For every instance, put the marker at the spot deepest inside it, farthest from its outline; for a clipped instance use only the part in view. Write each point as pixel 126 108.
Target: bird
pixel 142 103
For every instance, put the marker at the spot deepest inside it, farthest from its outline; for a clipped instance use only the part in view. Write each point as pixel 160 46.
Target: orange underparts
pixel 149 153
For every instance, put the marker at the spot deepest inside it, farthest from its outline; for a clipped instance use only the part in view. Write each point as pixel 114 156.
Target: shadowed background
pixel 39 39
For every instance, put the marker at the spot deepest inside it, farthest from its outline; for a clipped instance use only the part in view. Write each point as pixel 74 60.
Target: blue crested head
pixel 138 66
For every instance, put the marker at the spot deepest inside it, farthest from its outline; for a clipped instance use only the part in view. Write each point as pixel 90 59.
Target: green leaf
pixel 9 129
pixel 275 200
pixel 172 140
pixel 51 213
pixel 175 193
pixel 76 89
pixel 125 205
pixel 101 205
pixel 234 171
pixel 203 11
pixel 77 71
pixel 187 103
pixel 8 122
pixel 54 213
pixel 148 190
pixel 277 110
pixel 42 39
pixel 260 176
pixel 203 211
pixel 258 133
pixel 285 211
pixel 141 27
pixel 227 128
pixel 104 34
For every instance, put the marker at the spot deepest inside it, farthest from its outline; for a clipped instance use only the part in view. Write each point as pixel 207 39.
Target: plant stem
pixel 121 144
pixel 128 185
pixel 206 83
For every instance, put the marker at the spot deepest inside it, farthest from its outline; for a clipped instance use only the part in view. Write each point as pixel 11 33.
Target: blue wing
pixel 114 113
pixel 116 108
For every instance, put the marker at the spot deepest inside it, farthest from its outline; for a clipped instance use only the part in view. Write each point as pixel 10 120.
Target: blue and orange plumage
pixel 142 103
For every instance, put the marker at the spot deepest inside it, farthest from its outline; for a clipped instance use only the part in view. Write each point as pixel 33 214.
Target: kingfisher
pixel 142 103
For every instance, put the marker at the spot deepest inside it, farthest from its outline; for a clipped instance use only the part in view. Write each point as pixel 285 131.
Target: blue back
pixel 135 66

» **INSTRUCTIONS TO FOLLOW**: Give the listing once more, unchanged in every line.

» **SOLUTION FOR THIS TASK**:
For every instance, put the marker at the spot deepest inside it, farthest from its outline; for a clipped instance use only the part in view. Write each point as pixel 126 108.
Target: bird
pixel 142 103
For every instance, put the marker at the spot deepest inside it, farthest from its outline; for a clipped instance use only the part in view. Write each point as pixel 160 46.
Target: orange underparts
pixel 149 153
For every instance, put the marker at the spot deepest inside it, farthest from its outline; for a clipped instance use only the part in view. Write each point as pixel 114 156.
Target: shadowed background
pixel 39 39
For every instance, put the marker at the spot deepest inside it, farthest from its outline; for a clipped instance use only the part in view. Write each point as pixel 74 60.
Target: blue crested head
pixel 138 66
For every instance, put the marker at the spot deepest inside it, farthest from its outline; for a clipped instance use only the part in view. Write each point as pixel 90 59.
Target: green leaf
pixel 9 129
pixel 275 200
pixel 172 140
pixel 51 213
pixel 175 193
pixel 76 89
pixel 125 205
pixel 101 205
pixel 234 171
pixel 203 11
pixel 77 71
pixel 187 103
pixel 8 122
pixel 54 213
pixel 148 190
pixel 277 110
pixel 42 39
pixel 260 176
pixel 203 211
pixel 258 133
pixel 285 211
pixel 141 27
pixel 227 128
pixel 104 34
For every instance, put the marker at the spot deepest inside it, farthest from its outline; for a clipped instance use only the part in view. Write each point as pixel 207 39.
Target: plant stem
pixel 121 144
pixel 128 185
pixel 206 83
For every instance, put the marker at the spot deepest inside it, farthest from its outline; for a clipped instance use only the part in view. Write each point as pixel 11 33.
Target: blue wing
pixel 114 113
pixel 116 108
For every instance, put the marker at the spot deepest inside it, farthest from its outline; for a clipped instance use only the part in view. Write each point as pixel 10 120.
Target: blue and orange plumage
pixel 142 103
For every instance, put the marker at the spot deepest inside it, farthest from its outline; for a clipped instance use only the part in view. Write each point as pixel 33 214.
Target: kingfisher
pixel 142 103
For every instance, put the marker at the spot deepest inside it, farthest from its outline; for a clipped instance use only the part in view. Write each point as pixel 285 131.
Target: blue back
pixel 135 66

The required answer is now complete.